Study questions
**A.** In the court opinion excerpt on Watson's EEOC charge, which disability did Watson say was the basis of the Sheriff's Department's discrimination?
**B.** Please pick up the court opinion excerpt on Watson's EEOC charge after its final sentence and continue it.

Reading text
++++

In the present case, Watson's EEOC charge alleges that he had been discriminated against by the Sheriff's Department because of his disability - obstructive sleep apnea - and due to discrimination based on "other" reasons. Even the most liberal reading of the EEOC charge's factual narrative does not raise a claim of discrimination based on religion, race, age, or gender. Furthermore, claims of discrimination based on religion, race, age, or gender are not "like or reasonably related" to the disability discrimination claims Watson raises, nor could such charges be reasonably expected to grow out of an investigation into disability discrimination charges. As a pro se plaintiff, Watson was not required to draft his EEOC charge with a lawyer's level of precision. However, he must at least describe the conduct he considered discriminatory. Accordingly, Watson's claim under Title VII for discrimination based on religion, race, age, and gender is dismissed.
The Court notes that Watson checked the "other" box. However, by simply checking "other" without further specifying what "other" discrimination he was alleging in the charge's factual narrative, Watson fails to put either the EEOC or the Sheriff's Department on notice of potential claims that may arise out of this "other" kind of alleged discrimination.

++++

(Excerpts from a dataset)
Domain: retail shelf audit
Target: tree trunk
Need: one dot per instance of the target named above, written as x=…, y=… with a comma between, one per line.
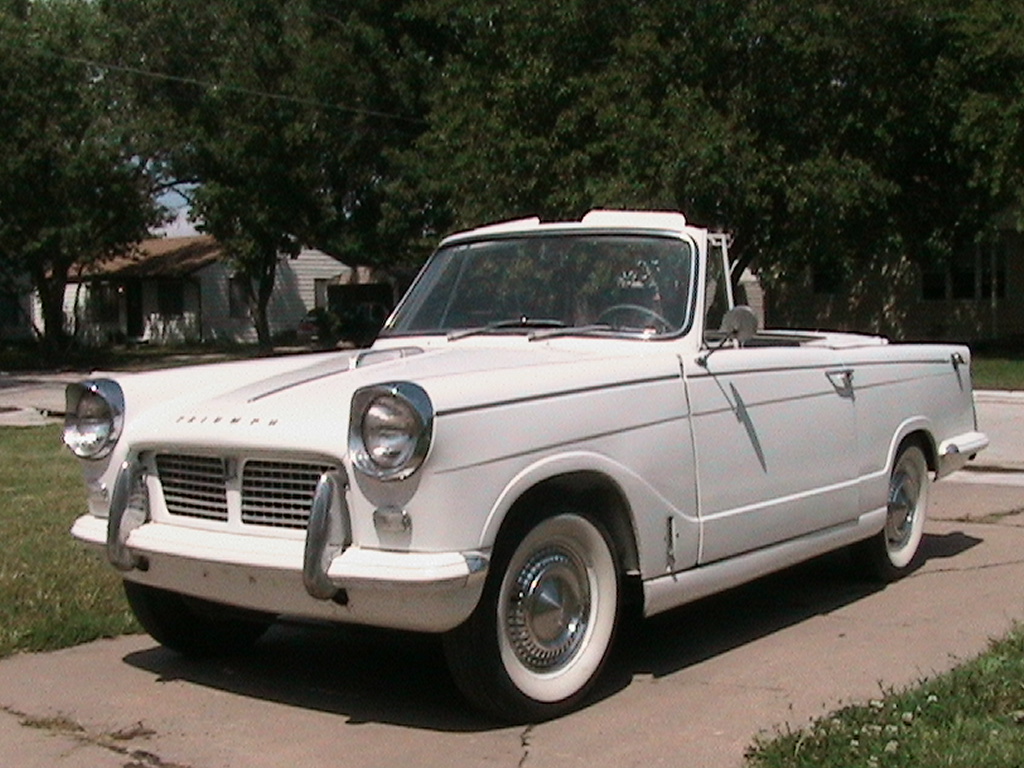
x=264, y=289
x=50, y=287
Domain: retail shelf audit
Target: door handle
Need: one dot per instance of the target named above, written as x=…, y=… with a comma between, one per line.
x=842, y=379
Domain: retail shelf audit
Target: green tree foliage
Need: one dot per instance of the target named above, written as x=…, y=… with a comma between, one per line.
x=73, y=189
x=819, y=134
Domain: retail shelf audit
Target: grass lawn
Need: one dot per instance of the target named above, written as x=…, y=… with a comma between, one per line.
x=997, y=372
x=973, y=716
x=52, y=592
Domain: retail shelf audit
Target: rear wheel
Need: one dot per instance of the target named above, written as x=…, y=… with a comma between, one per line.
x=194, y=627
x=891, y=553
x=542, y=632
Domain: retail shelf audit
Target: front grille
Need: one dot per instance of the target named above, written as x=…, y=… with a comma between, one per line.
x=279, y=494
x=194, y=485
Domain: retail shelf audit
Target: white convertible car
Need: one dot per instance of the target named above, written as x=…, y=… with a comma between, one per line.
x=556, y=417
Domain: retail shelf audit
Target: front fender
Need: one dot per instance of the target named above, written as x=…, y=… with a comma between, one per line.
x=649, y=511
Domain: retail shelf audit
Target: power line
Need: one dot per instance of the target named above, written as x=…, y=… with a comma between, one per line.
x=229, y=88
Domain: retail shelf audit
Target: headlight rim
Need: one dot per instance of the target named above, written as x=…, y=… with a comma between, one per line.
x=113, y=396
x=411, y=395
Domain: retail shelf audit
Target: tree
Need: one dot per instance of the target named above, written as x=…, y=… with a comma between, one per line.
x=72, y=188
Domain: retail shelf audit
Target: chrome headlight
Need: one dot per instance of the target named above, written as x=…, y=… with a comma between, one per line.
x=93, y=417
x=389, y=429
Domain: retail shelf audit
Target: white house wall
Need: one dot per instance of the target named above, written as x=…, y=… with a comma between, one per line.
x=207, y=304
x=294, y=295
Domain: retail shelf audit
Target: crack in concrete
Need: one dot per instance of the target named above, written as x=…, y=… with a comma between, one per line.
x=992, y=518
x=64, y=725
x=966, y=569
x=524, y=743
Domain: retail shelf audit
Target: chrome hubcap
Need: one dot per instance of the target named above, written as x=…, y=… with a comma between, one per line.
x=549, y=609
x=903, y=493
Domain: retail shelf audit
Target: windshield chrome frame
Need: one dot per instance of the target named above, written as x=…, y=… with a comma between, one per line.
x=468, y=239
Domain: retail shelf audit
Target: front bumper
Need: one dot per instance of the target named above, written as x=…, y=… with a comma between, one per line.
x=323, y=577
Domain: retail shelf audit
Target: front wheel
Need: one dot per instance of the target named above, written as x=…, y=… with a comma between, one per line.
x=544, y=627
x=890, y=554
x=194, y=627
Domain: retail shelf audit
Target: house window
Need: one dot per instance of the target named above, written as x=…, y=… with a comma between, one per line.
x=238, y=297
x=171, y=297
x=970, y=279
x=103, y=303
x=826, y=281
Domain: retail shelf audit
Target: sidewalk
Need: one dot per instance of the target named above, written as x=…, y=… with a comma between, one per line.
x=32, y=399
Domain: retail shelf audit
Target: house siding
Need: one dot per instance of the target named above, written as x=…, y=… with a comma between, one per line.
x=888, y=297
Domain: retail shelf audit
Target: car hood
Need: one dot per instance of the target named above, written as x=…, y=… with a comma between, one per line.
x=303, y=404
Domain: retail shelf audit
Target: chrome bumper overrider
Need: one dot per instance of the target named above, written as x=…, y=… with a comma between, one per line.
x=332, y=569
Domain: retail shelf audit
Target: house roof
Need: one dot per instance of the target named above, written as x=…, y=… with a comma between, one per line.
x=159, y=257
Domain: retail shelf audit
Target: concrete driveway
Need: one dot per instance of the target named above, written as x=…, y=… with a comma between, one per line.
x=691, y=687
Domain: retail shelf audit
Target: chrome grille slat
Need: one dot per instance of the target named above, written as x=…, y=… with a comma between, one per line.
x=276, y=494
x=194, y=485
x=279, y=494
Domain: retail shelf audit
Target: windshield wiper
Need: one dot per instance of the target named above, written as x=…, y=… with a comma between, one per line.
x=597, y=328
x=521, y=322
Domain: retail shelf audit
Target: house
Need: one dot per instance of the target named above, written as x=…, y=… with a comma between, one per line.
x=972, y=298
x=174, y=290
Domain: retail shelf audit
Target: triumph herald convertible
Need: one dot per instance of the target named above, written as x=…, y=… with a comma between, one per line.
x=557, y=418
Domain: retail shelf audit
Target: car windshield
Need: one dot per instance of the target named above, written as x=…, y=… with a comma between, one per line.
x=553, y=285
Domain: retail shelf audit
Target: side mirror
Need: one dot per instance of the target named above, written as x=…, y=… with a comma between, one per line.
x=739, y=325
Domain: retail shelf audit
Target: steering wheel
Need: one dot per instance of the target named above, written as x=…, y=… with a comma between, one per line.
x=662, y=326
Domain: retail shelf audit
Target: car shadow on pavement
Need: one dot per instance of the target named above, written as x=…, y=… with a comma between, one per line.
x=370, y=675
x=677, y=639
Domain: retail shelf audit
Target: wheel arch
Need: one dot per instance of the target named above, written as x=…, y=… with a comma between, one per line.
x=566, y=482
x=915, y=432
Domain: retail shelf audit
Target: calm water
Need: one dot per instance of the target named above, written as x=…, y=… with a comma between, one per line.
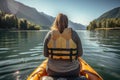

++++

Set of answers
**A.** Obstructive sleep apnea.

**B.**
Likewise, Watson alleges that the Sheriff's Department retaliated against him for filing his EEOC charge. Title VII prohibits employers from punishing employees for complaining about discrimination or other practices that violate Title VII. 42 U.S.C. § 2000e-3(a). This type of discrimination is commonly referred to as "retaliation." However, for the same reasons discussed above, Watson's retaliation claim must also be dismissed: Watson has not included a claim of retaliation in his EEOC charge and a retaliation claim is not "like or reasonably related" to the allegations in the EEOC charge he filed.
B. Negligent Infliction of Emotional Distress
The Sheriff Department's final argument is that Watson's claim for negligent infliction of emotional distress ("NIED") should be dismissed because Watson alleges no facts that would raise such a claim. The Court agrees. In order for a plaintiff to plead an NIED claim under Indiana law, he must allege facts supporting an inference that he meets either the modified impact rule or the bystander rule. Atl. Coast Airlines v. Cook, 857 N.E.2d 989, 998 (Ind. 2006). Under the modified impact rule, a plaintiff states an NIED claim when he alleges facts that support an inference that he sustained a direct impact by the negligence of another and, by virtue of that direct involvement, sustained an emotional trauma which is serious in nature and of a kind and extent normally expected to occur in a reasonable person. Shuamber v. Henderson, 579 N.E.2d 452, 456 (Ind. 1991). When direct impact is not shown, a plaintiff may invoke the bystander rule. Cook, 857 N.E.2d at 997. Under the bystander rule, a plaintiff alleges facts that he "actually witnessed or came on the scene soon after the death or severe injury of a loved one with a relationship to the plaintiff analogous to a spouse, parent, child, grandparent, grandchild, or sibling caused by the defendant's negligence or otherwise tortious conduct" for the purposes of stating an NIED claim. Id. at 997-98 (quoting Groves v. Taylor, 729 N.E.2d 569, 572 (Ind. 2000).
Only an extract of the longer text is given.